* _Extrait du texte_
········

Par processus féministe, on veut dire suppléer aux bonnes pratiques démocratiques, pour faciliter l’action organisée des femmes dans leur travail vers la justice et l’égalité pour toutes. Ces pratiques enrichissent et illustrent l’organisation démocratique plutôt que de la remplacer.
Au cours de ces vingt dernières années, nous avons appris beaucoup de choses qui pourraient être utiles aux nouveaux groupes DAWN. Mais j’ai décidé que ma meilleure contribution à ce projet consiste à mettre en lumière quelques points seulement.
SECTION 2. LE DÉVELOPPEMENT CONTINU D’UN GROUPE
Les groupes de femmes en sont toujours à une étape quelconque de croissance. Ils mûrissent, ils diminuent, ils connaissent une expansion, ils se divisent, ils se multiplient et ils peuvent même avoir un comportement adolescent. De nouveaux membres et de nouvelles idées viennent constamment les régénérer.
Je trouve qu’il est utile de penser à un groupe comme étant en évolution constante, délicat et ayant besoin qu’on le cultive constamment. Si un groupe ne bénéficie pas de ce soin et de cette attention, il ne s’épanouira pas automatiquement.
La prise de conscience pourrait être l’outil le plus important du féminisme moderne. Depuis les années 60 et 70, les femmes se rassemblent en petits groupes (5-30) pour parler ensemble de leur vie. Ce faisant, on constate que de nombreux événements, que de nombreuses expériences, ne nous arrivent pas tout simplement parce qu’on s’appelle Chantal ou parce qu’on est grande ou parce qu’on mange trop ou parce qu’on se comporte d’une manière particulière. Si nous sommes curieuses, diligentes et sérieuses, nous observons une similarité entre la façon dont le monde nous traite et nous positionne parce que nous sommes des femmes.
Exprimer ces similarités peut nous soulager d’un fardeau inapproprié de culpabilité ou d’un sens de l’échec. Apprendre combien d’autres femmes se sont mariées avec des hommes qui les abusent et abusent leurs enfants est une expérience d’horreur en même temps que de soulagement. Nous savons que les maris commencent souvent à battre leur femme après la première grossesse ou au moment où le dernier enfant entre à l’école. Nous pouvons alors arrêter de passer beaucoup de temps à nous demander ce que nous avons fait, individuellement, pour provoquer sa violence. Nous verrons probablement alors que n’importe quel changement dans notre statut vis-à-vis de lui aura peut-être déclenché cette lutte violente pour un pouvoir accru.
La plupart des groupes de femmes bénéficient beaucoup des techniques de prise de conscience. Raconter des incidents personnels pour découvrir des points communs et donc des réalités politiques, cela fait partie de nos activités régulières. Cela fait partie de la manière dont nous nous écoutons mutuellement. Nous cherchons toujours à dégager les fils communs. Une fois qu’on les trouve, on les nomme et on les analyse. On peut alors en discuter et réfléchir aux stratégies possibles.

········

* _Exercices_
(A) D'après l'extrait sur les groupes de femmes, quel outil pourrait être le plus important du féminisme moderne ?
(B) Prolongez le texte sur les groupes de femmes et la prise de conscience à partir de sa dernière phrase.

* _Matériel_

········

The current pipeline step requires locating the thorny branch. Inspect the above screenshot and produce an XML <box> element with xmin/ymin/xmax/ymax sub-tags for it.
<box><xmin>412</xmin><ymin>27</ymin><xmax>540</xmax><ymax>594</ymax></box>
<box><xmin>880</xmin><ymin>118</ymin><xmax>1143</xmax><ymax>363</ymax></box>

········

* _Exercices corrigés_
(A) La prise de conscience.

(B)
Il y a bien sûr des dangers à éviter. Par exemple, certains centres d’agression sexuelle se sont lancés dans une discussion, celle de savoir si les intervenantes doivent toujours être des femmes qui ont été violées ou si elles devraient être des femmes qui, si elles ont été violées, ont depuis guéri ou ont surmonté cette agression. Ces deux perspectives sont fondées sur des arguments valables mais, en fin de compte, aucune n’est tout à fait juste. Selon la théorie féministe, le viol et la crainte du viol contrôlent toutes les femmes. Chacune d’entre nous a été victime d’une attaque, depuis l’enfance, et aucune d’entre nous ne peut faire face efficacement à sa vulnérabilité au viol comme si celle-ci ne faisait pas partie de notre passé et de notre avenir. Il est évident qu’être femme, avoir vécu et grandi comme femme suffit.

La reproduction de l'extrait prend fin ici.